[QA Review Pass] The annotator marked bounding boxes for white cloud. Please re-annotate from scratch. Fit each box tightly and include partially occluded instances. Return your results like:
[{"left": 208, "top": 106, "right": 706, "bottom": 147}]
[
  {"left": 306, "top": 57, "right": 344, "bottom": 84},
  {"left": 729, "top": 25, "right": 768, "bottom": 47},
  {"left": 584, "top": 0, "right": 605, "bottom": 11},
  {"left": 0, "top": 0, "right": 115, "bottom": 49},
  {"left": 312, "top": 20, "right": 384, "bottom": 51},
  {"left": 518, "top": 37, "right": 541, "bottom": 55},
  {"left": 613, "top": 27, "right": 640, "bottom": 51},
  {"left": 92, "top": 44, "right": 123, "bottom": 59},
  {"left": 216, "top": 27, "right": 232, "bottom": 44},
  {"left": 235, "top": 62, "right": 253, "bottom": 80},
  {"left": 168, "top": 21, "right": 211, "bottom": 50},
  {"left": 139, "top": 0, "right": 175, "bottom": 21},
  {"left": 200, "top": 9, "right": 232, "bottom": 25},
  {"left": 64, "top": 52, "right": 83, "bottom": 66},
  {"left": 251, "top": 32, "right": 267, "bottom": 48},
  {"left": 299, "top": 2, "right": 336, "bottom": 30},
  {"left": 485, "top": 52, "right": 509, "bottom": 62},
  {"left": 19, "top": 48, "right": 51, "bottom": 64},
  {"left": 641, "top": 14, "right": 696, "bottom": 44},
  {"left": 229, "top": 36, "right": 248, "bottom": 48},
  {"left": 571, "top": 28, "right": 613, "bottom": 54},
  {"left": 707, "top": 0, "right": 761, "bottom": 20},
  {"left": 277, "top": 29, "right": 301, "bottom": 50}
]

------------

◆ WHAT YOU NEED TO DO ◆
Identify every line in the material above that contains the word "each", and copy those lines in full.

◆ FULL SOLUTION ◆
[QA Review Pass] The annotator marked bounding boxes for white cloud. Please re-annotate from scratch. Fit each box tightly and include partially occluded instances. Return your results like:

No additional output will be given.